EXCERPT TO READ start

Sample for Nigerians

From Capter. 1:3

The Open Wounds of Global Capitalism …

… A Nigerian on the run and an employee from Shell to the rescue

Cash crops are naturally of less value if a country has mineral resources, especially, at the moment, crude oil. In Nigeria, Shell began searching for such resources in 1938. Production started in 1958. The Shell Petroleum Development Company of Nigeria was the first of six companies currently working in the area of mineral oil in Nigeria. That is 80 percent of Nigeria’s internal income and 90 percent of its export revenue. When Nigeria gained independence in 1960 (formerly a British colony), it had a functional economy of 70 percent export revenue from agricultural produce, mainly through a structure of small farms (peanuts and cocoa). The country survived many political crises, of which the most well known is the Biafra crisis in the 1960s.
As a result of the industrialization of crude oil, the diverse economy was severely diminished and, consequently, more and more people from the poorer north streamed to the south. Now Nigeria has to import food, but has managed to build itself a space station with the “National Space Research and Development Agency”.
Bright, a friend of our family grew up in Nigeria, and I must admit that I am reporting his story on these pages for personal reasons. However, it also serves as an example of the fate of many people today, and many more to come.

EXCERPT TO READ end

OBJECTIVES:
1. Answer these questions about the Nigeria excerpt:
(a) In what year did Shell begin searching for mineral resources in Nigeria?
(b) In what year did Nigeria gain independence?
(c) At independence, what percentage of Nigeria's export revenue came from agricultural produce?
2. Rewrite the stretch of the Nigeria excerpt from "From Capter. 1:3" through "in the 1960s.", replacing "peanuts" with "groundnuts".
3. Extend the Nigeria excerpt, picking up after its final sentence.
The items that come next were taken from a separate source.

MATERIAL SHOWN start

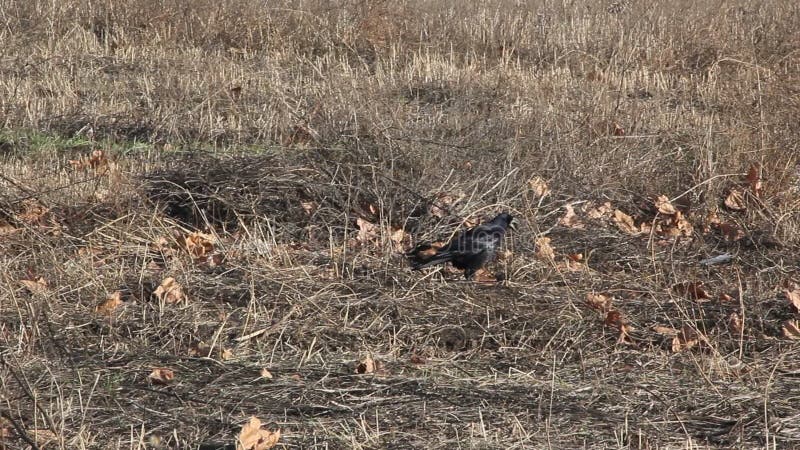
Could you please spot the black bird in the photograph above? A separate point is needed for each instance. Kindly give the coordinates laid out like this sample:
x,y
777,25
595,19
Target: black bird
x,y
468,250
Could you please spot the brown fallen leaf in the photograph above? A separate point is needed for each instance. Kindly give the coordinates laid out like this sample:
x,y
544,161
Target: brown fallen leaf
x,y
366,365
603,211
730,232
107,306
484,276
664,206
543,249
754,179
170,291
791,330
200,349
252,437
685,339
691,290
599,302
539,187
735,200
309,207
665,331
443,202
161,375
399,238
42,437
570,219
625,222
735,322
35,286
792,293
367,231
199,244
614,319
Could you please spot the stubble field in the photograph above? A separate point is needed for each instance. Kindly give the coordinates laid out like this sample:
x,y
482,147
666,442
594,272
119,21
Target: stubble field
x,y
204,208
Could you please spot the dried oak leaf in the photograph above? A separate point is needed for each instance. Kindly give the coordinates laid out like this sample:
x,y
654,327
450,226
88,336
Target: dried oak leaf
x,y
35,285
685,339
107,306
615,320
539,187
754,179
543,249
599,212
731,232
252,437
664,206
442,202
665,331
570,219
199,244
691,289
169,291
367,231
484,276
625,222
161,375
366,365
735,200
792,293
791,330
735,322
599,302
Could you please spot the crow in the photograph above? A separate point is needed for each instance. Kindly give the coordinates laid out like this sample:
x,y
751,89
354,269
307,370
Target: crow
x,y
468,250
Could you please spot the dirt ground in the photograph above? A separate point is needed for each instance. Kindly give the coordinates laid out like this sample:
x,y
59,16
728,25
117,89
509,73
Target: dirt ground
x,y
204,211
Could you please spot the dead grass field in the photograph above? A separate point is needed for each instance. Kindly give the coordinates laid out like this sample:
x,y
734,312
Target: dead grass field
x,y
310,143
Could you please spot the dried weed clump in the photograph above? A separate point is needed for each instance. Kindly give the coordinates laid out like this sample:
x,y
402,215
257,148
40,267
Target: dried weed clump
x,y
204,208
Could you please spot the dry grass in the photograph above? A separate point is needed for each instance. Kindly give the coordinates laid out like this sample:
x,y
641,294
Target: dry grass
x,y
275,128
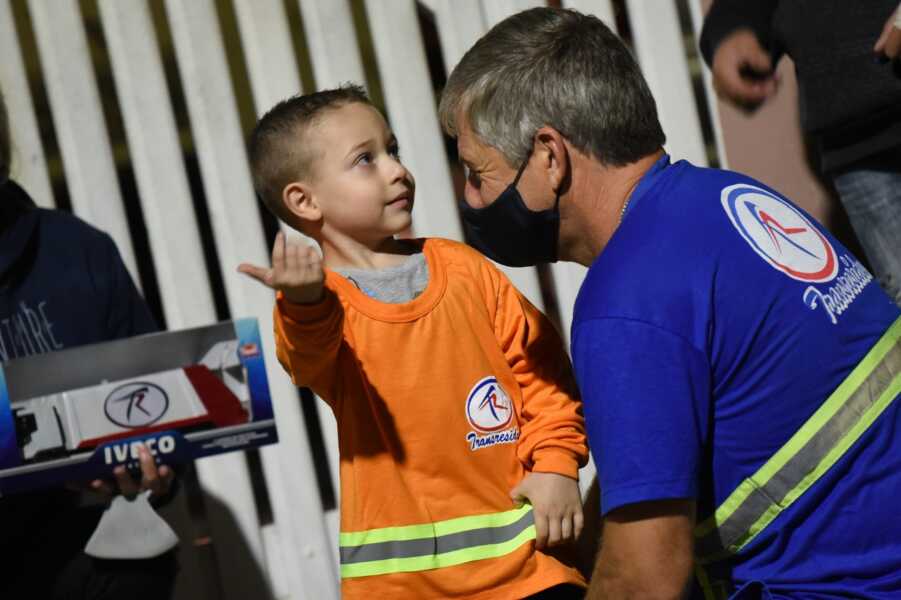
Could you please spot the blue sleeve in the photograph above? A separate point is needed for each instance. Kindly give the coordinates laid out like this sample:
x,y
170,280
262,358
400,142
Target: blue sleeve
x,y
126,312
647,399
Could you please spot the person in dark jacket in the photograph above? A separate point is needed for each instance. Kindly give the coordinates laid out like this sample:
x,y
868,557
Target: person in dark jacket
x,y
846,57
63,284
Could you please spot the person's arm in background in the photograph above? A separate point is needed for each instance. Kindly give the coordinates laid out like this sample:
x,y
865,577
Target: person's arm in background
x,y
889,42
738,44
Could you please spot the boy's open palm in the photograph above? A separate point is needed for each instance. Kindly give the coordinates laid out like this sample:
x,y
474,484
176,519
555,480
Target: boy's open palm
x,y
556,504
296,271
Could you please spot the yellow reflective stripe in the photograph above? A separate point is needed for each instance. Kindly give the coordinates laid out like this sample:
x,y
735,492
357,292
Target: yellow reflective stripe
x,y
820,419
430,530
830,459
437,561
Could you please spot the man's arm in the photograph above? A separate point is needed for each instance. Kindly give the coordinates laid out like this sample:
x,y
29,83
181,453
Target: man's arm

MATERIAL SHOWN end

FINAL RESULTS:
1.
(a) 1938
(b) 1960
(c) 70 percent

2.
From Capter. 1:3

The Open Wounds of Global Capitalism …

… A Nigerian on the run and an employee from Shell to the rescue

Cash crops are naturally of less value if a country has mineral resources, especially, at the moment, crude oil. In Nigeria, Shell began searching for such resources in 1938. Production started in 1958. The Shell Petroleum Development Company of Nigeria was the first of six companies currently working in the area of mineral oil in Nigeria. That is 80 percent of Nigeria’s internal income and 90 percent of its export revenue. When Nigeria gained independence in 1960 (formerly a British colony), it had a functional economy of 70 percent export revenue from agricultural produce, mainly through a structure of small farms (groundnuts and cocoa). The country survived many political crises, of which the most well known is the Biafra crisis in the 1960s.

3.
When Bright was young, he had to live with his grandmother. His father went with the rest of his family to a southern province in order to feed his family. Perhaps he had hoped to get an opportunity to work in the now booming region of the Nigerian Delta. Instead, he hung around the fishermen and eked out a living in the Mangrove Swamps of the Delta. Bright stayed with his grandmother because his father and brothers had planned to support him somehow so he could go to school. His grandmother still had work on a farm. But they could not always earn enough money for school and so he had to give up the idea of going to university when his grandmother died. Bright now had to go to the south and probably become a fisherman like his father. But even the opportunity of this modest existence was soon to be taken from him.
Through decades of oil extraction and refining and the burning of large volumes of natural gas, the fishermen of the Delta experienced a massive ecological reduction in their living and working conditions. As their catch became more and more meagre and they became poorer, the flourishing cities of Lagos, Calabar, Warri and Port Harcourt demonstrated a wealth and prosperity that was only within the reach of a small minority from which the fishermen of the Nigerian Delta were excluded. Guerrilla groups formed, mostly of young men, who were prepared to fight.
One of the leaders of these groups was Dokubo Asari. He had converted from Christianity to Islam and founded the “Niger Delta People‘s Volunteer Force”, a militant operation which tried to force the oil giants back by using sabotage. There were several armed conflicts from 2003 to 2005. Hundreds were killed and many villages destroyed. These facts were presented in the press. But how did Bright experience the situation he found himself in as a 24-year-old young man?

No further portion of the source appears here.